> SET PROBLEM: Please rewrite each line of the entries below, putting "Mark" wherever "Tag" appears and keeping everything else the same.

> DATA FOR PROCESSING:
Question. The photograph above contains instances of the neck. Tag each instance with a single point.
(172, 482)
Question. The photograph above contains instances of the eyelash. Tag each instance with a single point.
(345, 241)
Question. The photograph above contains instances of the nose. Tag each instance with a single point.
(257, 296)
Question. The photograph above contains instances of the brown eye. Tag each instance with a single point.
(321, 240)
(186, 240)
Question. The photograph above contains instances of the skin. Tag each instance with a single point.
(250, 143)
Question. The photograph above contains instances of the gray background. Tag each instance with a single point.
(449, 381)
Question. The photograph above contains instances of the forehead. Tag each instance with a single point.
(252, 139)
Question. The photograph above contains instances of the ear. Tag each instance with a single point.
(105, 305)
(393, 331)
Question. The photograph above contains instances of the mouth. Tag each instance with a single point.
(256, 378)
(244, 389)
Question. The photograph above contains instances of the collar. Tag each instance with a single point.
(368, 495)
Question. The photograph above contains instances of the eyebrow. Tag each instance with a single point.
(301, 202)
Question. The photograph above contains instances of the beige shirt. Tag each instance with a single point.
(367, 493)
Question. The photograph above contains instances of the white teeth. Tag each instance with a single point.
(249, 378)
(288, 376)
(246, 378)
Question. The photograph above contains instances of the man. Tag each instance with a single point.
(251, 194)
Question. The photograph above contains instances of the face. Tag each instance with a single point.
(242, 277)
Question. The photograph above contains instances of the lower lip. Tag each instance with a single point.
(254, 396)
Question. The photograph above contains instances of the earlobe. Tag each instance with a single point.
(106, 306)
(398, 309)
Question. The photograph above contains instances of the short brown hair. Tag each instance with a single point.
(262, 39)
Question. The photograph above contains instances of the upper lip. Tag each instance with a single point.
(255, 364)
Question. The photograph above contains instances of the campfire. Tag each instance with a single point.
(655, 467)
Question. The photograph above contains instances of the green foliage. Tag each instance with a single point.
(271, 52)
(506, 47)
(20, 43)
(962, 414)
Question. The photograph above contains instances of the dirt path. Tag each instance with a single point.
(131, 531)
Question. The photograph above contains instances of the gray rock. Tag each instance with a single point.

> RESPONSE TO THE EXERCISE:
Question. The photograph above contains instances of the neck. Mark each instance with a single point.
(172, 482)
Question. The photograph above contains instances of the eyelash. Mark each instance with a single point.
(345, 241)
Question. The photograph above contains instances of the nose. Mark each instance with a single point.
(257, 296)
Question. The photograph above contains instances of the brown eye. Mark each instance with a single point.
(321, 240)
(186, 240)
Question. The photograph above contains instances of the skin. Mark each instance with a single point.
(250, 143)
Question. The photograph above contains instances of the gray background. Mark each instance with a single point.
(449, 381)
Question. The photograph above contains instances of the forehead. Mark each instance with a single point.
(252, 139)
Question. The photograph above contains instances of the ear. Mark each instance with a single point.
(105, 305)
(393, 331)
Question. The photograph above contains instances of the mouth. Mark each instance with a single point.
(256, 378)
(244, 389)
Question. The photograph above contains instances of the collar. Mark each instance with a single point.
(368, 495)
Question. The photograph above contains instances of the eyebrow. Mark each instance with a single point.
(301, 202)
Question. The photograph above contains instances of the beige shirt. Mark each instance with a single point.
(367, 493)
Question. The photograph above contains instances of the white teeth. Mark each instance with a single point.
(249, 378)
(288, 376)
(246, 378)
Question. The photograph above contains instances of the man. Mark each instance with a single point.
(251, 194)
Question. The photograph above contains instances of the face. Mark each instance with a single point.
(242, 277)
Question. The photograph above contains instances of the lower lip. Mark each instance with a single point.
(254, 396)
Question. The photograph above contains instances of the earlobe. Mark each instance with a single point.
(106, 306)
(398, 309)
Question. The photograph above contains instances of the short brown hair. Mark each instance with a single point.
(262, 39)
Question. The photograph above contains instances of the upper lip. Mark each instance with a single point.
(255, 364)
Question. The photograph above contains instances of the campfire. Mark each instance with a single point.
(655, 467)
Question. The photograph above contains instances of the green foliage. Mark each instance with a single point.
(271, 52)
(506, 47)
(20, 43)
(962, 414)
Question. The photograph above contains instances of the dirt path. Mark each instance with a single point.
(131, 531)
Question. The photograph above contains instances of the gray rock. Mark each instance with a single point.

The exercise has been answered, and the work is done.